**Arbeitsauftrag**.
Warum gelten Trendbrüche laut dem Artikel über Technologie-Portfolio-Management als gefährlich? Erkläre es in ein bis drei Sätzen.

**Textauszug**.
Bereits 1984 war insbesondere der Technologiebereich getrieben von einer hohen Geschwindigkeit aufeinanderfolgender Innovationen, eine stetige Erweiterung der technologischen Möglichkeiten erzeugte großen Investitions- und Innovationsdruck auf die Unternehmensführung. In diesem Artikel stellt Eduard Heilmayr, damaliger Redakteur bei Markt & Technik, das »Technologie-Portfolio-Management« ausführlich vor, eine Methode von der Universität Erlangen-Nürnberg, dass der strategischen Unternehmensführung ein Modell bot, sich dieser Herausforderung zu stellen.
»Technologie-Portfolio-Management« – Dahinter verbirgt sich die Methode der strategischen Unternehmensplanung, die am Lehrstuhl für Industriebetriebslehre an der Universität Erlangen-Nürnberg unter Leitung von Prof. Dr. W. Pfeiffer entwickelt wurde. Für diese Methode wurde eine Software erstellt, die unter »CTM-Planos SP« eine computerunterstützte strategische Planung auch für Klein- und Mittelbetriebe attraktiv erscheinen lässt. Die Notwendigkeit der strategischen Unternehmensplanung und den Prinzipaufbau der »Technologie-Portfolio Methode« schilderten auf einer Pressekonferenz in Nürnberg Prof. Dr. W. Pfeiffer und sein wissenschaftlicher Mitarbeiter der »Forschungsgruppe für Innovation und technologische Voraussage« (FIV) Dr. G. J. Schäffer.
Nahezu unendlich viele Veränderungen in Gesellschaft, Märkten und Technologien wirken heute auf die Situation eines Unternehmens ein. Dabei hat die Geschwindigkeit, mit der diese Veränderungen stattfinden, besonders im Technologiebereich noch nie dagewesene Dimensionen erreicht. Mit Ausnahme der Zeit sind alle Faktoren, die die strategischen Unternehmensentscheidungen beeinflussen, einem mehr oder weniger großen Wandel unterworfen. Dieser Wandel verläuft nicht kontinuierlich entlang bestimmter Trends, sondern bricht urplötzlich ab. Gerade diese Trendbrüche und deren Auswirkung auf das Unternehmen sind schwer abschätzbar und daher gefährlich.
Noch gravierender als in der Gesellschaft und im Markt wirken sich die trendbruchartigen Veränderungen im Bereich der Technik beziehungsweise Technologie auf das Unternehmen aus. Diese Veränderungen wirken sich sowohl auf die Produkte als auch auf die Herstellungsverfahren eines Unternehmens aus. Dabei werden, wie beispielsweise Produkte aus der Mikroelektronik, die technischen Neuerungen auch in sich komplexer.

(Beschriftungen von Objektpunkten)

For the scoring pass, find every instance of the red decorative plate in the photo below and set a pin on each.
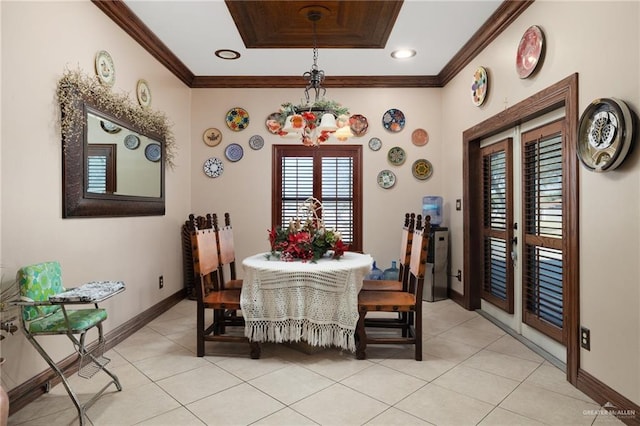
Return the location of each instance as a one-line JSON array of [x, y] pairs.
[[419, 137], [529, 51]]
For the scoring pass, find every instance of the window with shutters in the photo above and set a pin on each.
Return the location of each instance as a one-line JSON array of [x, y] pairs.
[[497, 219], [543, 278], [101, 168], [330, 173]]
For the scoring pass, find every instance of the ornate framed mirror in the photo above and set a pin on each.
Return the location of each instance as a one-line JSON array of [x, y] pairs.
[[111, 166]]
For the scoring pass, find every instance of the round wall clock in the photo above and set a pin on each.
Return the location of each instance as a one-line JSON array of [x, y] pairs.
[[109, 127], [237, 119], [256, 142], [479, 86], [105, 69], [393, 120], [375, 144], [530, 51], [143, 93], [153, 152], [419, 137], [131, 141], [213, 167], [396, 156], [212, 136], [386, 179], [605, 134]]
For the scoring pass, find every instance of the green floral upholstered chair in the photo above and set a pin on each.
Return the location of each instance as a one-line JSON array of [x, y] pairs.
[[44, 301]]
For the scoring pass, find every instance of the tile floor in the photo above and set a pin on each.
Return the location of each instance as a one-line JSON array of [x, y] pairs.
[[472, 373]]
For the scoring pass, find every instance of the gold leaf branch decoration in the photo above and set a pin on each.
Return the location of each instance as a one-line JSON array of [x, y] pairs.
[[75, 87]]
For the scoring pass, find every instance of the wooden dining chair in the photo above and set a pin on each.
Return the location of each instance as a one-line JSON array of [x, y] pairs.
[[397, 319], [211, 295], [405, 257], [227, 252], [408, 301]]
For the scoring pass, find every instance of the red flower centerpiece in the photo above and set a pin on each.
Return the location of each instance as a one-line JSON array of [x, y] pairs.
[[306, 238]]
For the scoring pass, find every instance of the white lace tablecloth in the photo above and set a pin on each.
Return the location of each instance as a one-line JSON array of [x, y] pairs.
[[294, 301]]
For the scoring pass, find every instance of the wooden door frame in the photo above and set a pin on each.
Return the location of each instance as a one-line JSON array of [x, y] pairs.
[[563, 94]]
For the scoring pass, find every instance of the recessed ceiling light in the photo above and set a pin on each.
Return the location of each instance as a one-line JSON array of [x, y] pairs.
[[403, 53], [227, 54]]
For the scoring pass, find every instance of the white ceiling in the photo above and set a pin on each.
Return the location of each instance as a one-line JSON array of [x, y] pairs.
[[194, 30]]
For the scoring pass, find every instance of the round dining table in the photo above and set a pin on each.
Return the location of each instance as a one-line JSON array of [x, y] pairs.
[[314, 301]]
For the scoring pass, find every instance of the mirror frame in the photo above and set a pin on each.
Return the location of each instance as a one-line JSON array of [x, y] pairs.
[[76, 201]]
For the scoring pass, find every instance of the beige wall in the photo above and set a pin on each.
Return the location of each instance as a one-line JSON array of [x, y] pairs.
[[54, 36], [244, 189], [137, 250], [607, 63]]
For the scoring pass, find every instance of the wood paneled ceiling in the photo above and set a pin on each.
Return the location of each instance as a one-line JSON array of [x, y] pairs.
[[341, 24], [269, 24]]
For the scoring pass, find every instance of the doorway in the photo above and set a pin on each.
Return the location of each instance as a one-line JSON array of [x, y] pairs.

* * *

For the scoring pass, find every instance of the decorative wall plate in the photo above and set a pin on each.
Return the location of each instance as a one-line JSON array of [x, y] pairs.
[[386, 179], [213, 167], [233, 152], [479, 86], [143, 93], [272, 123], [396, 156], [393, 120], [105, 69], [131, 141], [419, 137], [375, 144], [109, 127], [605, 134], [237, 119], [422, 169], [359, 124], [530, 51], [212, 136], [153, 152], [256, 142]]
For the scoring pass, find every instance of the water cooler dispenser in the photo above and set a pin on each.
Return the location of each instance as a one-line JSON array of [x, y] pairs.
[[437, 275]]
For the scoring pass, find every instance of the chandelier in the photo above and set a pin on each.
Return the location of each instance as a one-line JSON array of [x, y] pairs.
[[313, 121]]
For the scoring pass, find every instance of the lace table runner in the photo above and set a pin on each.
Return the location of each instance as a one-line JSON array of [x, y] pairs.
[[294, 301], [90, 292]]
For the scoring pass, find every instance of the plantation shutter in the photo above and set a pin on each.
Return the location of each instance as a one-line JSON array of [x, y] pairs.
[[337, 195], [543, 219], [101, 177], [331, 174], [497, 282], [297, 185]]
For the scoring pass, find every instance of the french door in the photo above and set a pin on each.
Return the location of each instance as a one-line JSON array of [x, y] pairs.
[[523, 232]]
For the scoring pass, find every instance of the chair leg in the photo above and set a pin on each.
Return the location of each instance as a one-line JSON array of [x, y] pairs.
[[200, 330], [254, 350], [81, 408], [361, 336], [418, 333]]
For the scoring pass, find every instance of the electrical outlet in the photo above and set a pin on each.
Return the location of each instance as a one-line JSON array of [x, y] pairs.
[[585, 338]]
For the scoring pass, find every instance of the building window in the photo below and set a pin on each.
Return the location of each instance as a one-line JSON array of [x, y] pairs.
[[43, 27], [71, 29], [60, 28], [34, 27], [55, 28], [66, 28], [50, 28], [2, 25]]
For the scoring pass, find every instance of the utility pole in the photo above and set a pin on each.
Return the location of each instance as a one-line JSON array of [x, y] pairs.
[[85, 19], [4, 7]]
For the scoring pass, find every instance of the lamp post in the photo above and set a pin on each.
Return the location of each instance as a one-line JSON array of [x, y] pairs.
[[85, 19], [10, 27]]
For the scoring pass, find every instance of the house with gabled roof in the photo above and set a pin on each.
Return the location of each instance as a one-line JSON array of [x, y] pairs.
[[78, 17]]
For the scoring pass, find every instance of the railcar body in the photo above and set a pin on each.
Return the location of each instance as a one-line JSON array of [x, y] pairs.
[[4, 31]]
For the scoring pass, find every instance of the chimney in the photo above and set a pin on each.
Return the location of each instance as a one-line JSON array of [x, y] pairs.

**Lösung**.
Trendbrüche sind gefährlich, weil sich nur schwer abschätzen lässt, wie sie sich auf das Unternehmen auswirken. Der Wandel folgt nämlich nicht gleichmäßig bestimmten Trends, sondern bricht ganz plötzlich ab.